## start Record list

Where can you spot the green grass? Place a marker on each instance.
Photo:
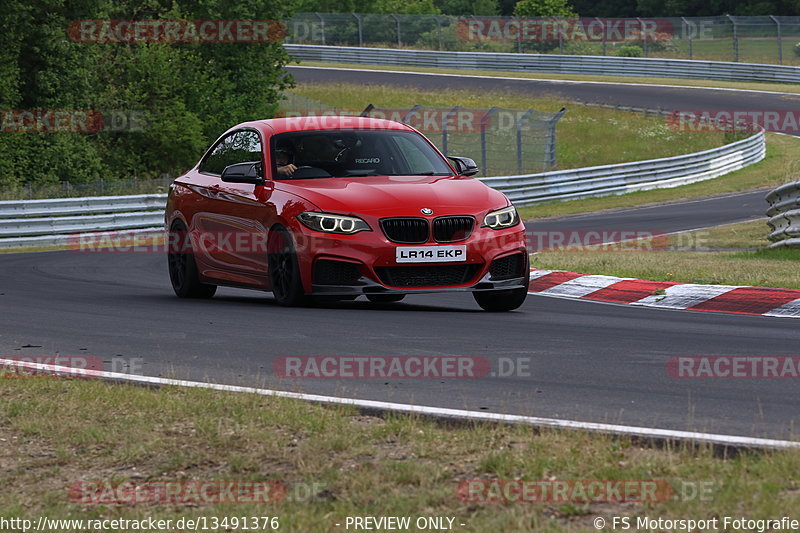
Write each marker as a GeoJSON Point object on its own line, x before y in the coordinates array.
{"type": "Point", "coordinates": [55, 432]}
{"type": "Point", "coordinates": [585, 136]}
{"type": "Point", "coordinates": [751, 264]}
{"type": "Point", "coordinates": [747, 86]}
{"type": "Point", "coordinates": [781, 165]}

## end Record list

> _Work required_
Output the lines above as a Markdown table with the columns Row and Text. Skip blank lines and leave the pictures out.

> _Solution_
| Row | Text |
|---|---|
| 1 | Where can you spot the green grass? Place a marker on each instance. |
| 2 | Photo: |
| 3 | Write each marker as a GeoJSON Point object on its own line, x before y in the coordinates array. |
| 4 | {"type": "Point", "coordinates": [55, 432]} |
| 5 | {"type": "Point", "coordinates": [585, 136]} |
| 6 | {"type": "Point", "coordinates": [751, 264]} |
| 7 | {"type": "Point", "coordinates": [747, 86]} |
| 8 | {"type": "Point", "coordinates": [781, 165]} |